───── Given data ─────
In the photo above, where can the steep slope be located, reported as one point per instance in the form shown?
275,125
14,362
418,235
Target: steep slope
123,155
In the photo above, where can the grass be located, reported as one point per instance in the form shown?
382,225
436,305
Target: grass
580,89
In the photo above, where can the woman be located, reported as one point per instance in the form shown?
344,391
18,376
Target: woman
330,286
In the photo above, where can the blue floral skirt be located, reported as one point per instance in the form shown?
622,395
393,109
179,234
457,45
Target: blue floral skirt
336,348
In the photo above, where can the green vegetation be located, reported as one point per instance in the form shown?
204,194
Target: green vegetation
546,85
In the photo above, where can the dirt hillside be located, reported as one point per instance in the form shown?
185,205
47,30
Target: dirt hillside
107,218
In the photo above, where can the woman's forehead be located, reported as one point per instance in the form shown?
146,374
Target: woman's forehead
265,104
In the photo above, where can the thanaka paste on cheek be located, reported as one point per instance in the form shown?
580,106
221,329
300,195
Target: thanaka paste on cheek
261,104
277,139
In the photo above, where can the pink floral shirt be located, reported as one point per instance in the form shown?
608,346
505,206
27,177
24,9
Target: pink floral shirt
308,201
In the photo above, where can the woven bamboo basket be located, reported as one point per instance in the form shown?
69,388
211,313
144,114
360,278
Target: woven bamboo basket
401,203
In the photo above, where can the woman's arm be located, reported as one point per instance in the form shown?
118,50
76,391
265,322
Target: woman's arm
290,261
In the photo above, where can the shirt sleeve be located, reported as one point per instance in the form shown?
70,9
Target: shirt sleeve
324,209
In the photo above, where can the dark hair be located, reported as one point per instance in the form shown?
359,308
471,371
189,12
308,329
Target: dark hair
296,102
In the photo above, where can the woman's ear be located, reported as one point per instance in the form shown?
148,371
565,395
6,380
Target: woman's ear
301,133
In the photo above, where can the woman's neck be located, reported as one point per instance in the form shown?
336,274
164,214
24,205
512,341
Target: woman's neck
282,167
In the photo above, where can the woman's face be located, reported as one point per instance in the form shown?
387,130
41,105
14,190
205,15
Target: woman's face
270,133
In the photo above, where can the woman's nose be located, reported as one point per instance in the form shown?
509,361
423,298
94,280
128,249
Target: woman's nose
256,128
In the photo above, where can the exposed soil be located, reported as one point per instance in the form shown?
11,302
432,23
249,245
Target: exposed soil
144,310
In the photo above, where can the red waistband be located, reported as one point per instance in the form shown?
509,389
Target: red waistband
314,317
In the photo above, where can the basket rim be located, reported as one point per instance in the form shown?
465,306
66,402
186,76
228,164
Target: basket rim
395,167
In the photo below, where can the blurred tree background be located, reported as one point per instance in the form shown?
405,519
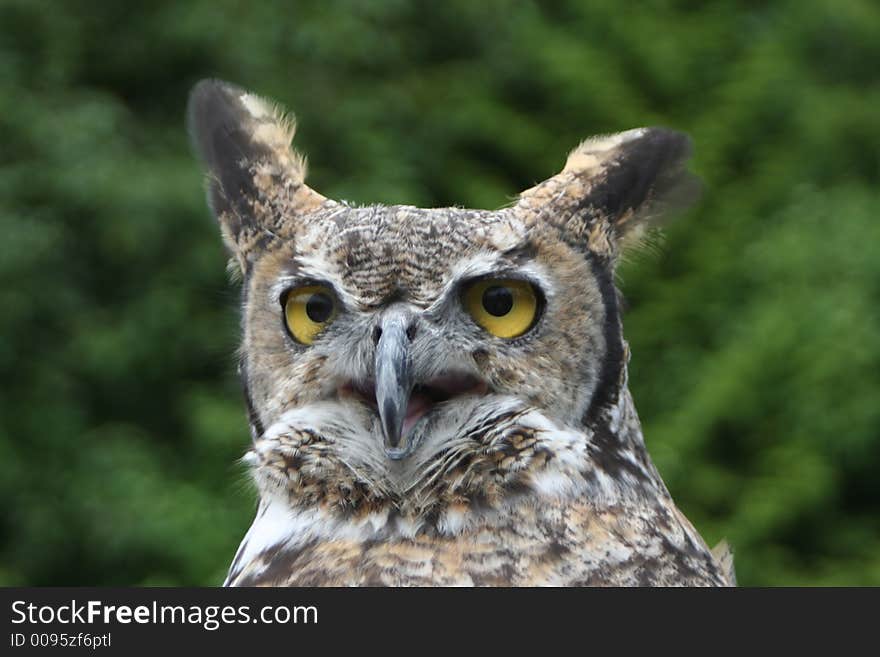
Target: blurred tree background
754,329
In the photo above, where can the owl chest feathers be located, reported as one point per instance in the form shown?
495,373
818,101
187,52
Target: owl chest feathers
528,506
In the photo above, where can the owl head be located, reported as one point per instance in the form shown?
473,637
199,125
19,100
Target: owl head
399,354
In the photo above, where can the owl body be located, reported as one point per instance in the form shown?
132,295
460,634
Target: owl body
439,396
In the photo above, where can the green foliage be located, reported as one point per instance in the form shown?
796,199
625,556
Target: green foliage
754,330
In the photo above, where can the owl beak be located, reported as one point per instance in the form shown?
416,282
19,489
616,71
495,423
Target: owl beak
394,382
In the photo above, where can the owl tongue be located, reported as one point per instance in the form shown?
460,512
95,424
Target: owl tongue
419,404
424,397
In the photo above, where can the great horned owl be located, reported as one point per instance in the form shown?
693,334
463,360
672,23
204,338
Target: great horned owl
439,396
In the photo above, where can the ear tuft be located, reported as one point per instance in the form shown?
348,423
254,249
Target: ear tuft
613,187
255,179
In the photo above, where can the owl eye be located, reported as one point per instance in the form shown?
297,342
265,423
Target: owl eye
308,310
506,308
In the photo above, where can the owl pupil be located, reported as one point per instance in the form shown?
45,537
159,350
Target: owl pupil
319,307
497,300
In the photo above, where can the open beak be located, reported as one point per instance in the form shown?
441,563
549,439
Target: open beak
394,383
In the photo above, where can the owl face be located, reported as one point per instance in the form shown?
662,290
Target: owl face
387,348
418,320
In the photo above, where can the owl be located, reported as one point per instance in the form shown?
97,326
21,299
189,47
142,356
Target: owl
439,396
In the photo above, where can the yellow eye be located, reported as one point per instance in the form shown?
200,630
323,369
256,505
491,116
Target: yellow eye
308,310
505,307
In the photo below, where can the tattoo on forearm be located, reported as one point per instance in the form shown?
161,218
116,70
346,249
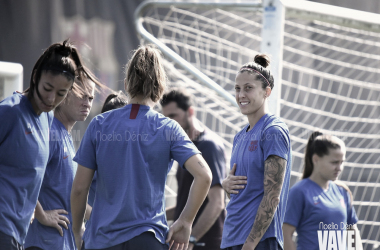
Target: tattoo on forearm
273,178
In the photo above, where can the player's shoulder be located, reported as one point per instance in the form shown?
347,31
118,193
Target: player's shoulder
11,106
274,123
301,186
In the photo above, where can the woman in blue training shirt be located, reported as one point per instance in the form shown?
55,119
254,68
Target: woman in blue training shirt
24,138
113,101
130,148
53,211
261,152
319,201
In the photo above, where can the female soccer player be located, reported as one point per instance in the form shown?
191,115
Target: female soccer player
113,101
24,138
261,152
53,211
318,202
130,148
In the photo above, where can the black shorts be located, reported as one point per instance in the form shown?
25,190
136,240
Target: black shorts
144,241
9,243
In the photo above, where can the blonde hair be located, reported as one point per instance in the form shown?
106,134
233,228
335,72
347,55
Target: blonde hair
145,73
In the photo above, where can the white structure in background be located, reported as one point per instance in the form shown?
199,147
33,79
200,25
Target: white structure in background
11,75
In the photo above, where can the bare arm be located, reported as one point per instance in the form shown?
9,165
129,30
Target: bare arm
274,173
210,213
288,236
88,212
79,194
232,182
170,213
52,218
179,232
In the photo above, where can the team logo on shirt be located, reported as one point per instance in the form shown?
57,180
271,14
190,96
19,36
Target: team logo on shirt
316,200
28,129
342,203
253,146
335,236
65,153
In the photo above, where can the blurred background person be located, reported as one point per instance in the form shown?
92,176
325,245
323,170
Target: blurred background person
208,224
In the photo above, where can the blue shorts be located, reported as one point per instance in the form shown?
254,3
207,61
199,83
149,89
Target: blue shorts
144,241
267,244
9,243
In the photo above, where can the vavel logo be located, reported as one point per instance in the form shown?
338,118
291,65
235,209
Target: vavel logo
336,237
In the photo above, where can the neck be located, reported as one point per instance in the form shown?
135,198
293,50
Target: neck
34,104
323,183
195,129
142,101
67,123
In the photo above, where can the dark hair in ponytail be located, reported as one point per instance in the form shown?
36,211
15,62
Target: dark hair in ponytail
318,144
258,67
61,58
146,74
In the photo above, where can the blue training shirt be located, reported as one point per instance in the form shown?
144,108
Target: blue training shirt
309,206
24,152
55,191
130,148
270,136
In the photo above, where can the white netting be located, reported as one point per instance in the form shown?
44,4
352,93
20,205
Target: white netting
330,82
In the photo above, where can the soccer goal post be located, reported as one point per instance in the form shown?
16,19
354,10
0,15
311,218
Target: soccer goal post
325,60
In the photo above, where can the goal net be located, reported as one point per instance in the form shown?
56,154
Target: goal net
330,82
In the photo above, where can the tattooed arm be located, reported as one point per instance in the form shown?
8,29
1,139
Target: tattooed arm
274,173
179,232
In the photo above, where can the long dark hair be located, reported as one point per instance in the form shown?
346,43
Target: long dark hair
320,145
259,67
60,58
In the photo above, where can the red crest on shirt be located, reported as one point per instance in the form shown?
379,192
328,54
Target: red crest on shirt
253,146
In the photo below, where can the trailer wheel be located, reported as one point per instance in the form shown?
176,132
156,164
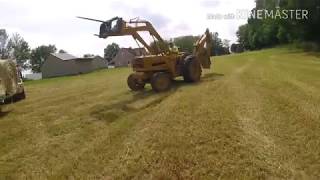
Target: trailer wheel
134,83
191,69
161,81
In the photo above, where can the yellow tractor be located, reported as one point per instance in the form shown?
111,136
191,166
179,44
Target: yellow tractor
162,64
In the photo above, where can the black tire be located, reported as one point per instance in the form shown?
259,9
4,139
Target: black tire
134,83
191,69
161,81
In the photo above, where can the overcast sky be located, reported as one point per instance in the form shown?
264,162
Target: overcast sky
53,22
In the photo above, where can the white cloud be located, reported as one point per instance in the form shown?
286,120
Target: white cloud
53,22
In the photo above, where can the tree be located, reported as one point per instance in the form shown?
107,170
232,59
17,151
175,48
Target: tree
157,46
21,50
39,55
111,51
219,47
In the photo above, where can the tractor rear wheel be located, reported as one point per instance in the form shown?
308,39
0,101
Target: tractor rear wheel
161,81
191,69
134,83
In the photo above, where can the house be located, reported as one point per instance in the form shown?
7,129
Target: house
126,55
63,64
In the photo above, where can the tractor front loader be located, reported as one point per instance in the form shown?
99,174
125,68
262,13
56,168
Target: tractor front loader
162,64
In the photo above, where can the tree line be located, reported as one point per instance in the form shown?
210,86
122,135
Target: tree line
15,47
286,25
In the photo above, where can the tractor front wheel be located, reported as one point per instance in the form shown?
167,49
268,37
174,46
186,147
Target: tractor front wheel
161,81
135,83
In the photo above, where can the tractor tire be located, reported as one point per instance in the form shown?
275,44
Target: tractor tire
134,83
191,69
161,81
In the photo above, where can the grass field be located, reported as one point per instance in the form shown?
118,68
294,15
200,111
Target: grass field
254,115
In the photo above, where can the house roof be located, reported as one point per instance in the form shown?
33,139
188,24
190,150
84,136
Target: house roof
64,56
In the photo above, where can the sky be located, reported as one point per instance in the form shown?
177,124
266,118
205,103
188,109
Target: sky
43,22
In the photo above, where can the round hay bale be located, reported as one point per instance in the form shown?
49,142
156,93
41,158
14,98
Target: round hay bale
8,77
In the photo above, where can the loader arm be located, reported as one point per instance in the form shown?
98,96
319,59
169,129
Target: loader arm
202,49
118,27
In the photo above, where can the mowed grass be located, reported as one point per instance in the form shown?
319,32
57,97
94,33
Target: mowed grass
253,116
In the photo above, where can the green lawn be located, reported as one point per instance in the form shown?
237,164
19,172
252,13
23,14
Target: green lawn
254,115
─────
Write out exactly the lines starting with the one that holds "In the photo above, where can the loader" and running through the last line above.

In the photo above, where can the loader arm be located, reported as one point per instance in the form shown?
98,96
319,59
169,129
Target: loader arm
202,49
118,27
In the photo above, where can the mowed grass be located, reported as one point per instance in the form shown?
319,32
57,97
94,33
Target: mowed grass
253,116
In the photo above, where can the green lawn be located, reported as one point per instance in the form shown?
237,164
19,172
252,13
23,14
Target: green lawn
254,115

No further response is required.